-- START Document extract --

As a final check we analyze the created files with 
[FRETBursts](https://github.com/tritemio/FRETBursts/) 
smFRET burst analysis program.

In [None]:
import fretbursts as fb

In [None]:
filepath = list(Path('./').glob('smFRET_016*E1*'))[0]

In [None]:
str(filepath)

In [None]:
d = fb.loader.photon_hdf5(str(filepath))

In [None]:
d

In [None]:
d.A_em

In [None]:
fb.dplot(d, fb.timetrace);

In [None]:
d.calc_bg(fun=fb.bg.exp_fit, tail_min_us='auto', F_bg=1.7)

In [None]:
d.bg_dd, d.bg_ad

In [None]:
d.burst_search(F=7)

In [None]:
d.num_bursts

In [None]:
ds = d.select_bursts(fb.select_bursts.size, th1=200)

In [None]:
ds.num_bursts

In [None]:
fb.dplot(ds, fb.hist_fret)
plt.axvline(0.2);

In [None]:
fb.dplot(ds, fb.timetrace, bursts=True);
plt.ylim(-100, 250);
plt.xlim(0., 1);

In [None]:
fb.bext.burst_data(ds)

-- END Document extract --
-- START Records to process --

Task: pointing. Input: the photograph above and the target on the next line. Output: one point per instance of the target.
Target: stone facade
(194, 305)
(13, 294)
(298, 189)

-- END Records to process --

Objectives -
a) Return the notebook excerpt on the FRETBursts analysis verbatim, in its entirety.
b) Retype every line of the listing in the dataset records precisely as it appears.

Solutions in order -
a)
As a final check we analyze the created files with 
[FRETBursts](https://github.com/tritemio/FRETBursts/) 
smFRET burst analysis program.

In [None]:
import fretbursts as fb

In [None]:
filepath = list(Path('./').glob('smFRET_016*E1*'))[0]

In [None]:
str(filepath)

In [None]:
d = fb.loader.photon_hdf5(str(filepath))

In [None]:
d

In [None]:
d.A_em

In [None]:
fb.dplot(d, fb.timetrace);

In [None]:
d.calc_bg(fun=fb.bg.exp_fit, tail_min_us='auto', F_bg=1.7)

In [None]:
d.bg_dd, d.bg_ad

In [None]:
d.burst_search(F=7)

In [None]:
d.num_bursts

In [None]:
ds = d.select_bursts(fb.select_bursts.size, th1=200)

In [None]:
ds.num_bursts

In [None]:
fb.dplot(ds, fb.hist_fret)
plt.axvline(0.2);

In [None]:
fb.dplot(ds, fb.timetrace, bursts=True);
plt.ylim(-100, 250);
plt.xlim(0., 1);

In [None]:
fb.bext.burst_data(ds)

b)
Task: pointing. Input: the photograph above and the target on the next line. Output: one point per instance of the target.
Target: stone facade
(194, 305)
(13, 294)
(298, 189)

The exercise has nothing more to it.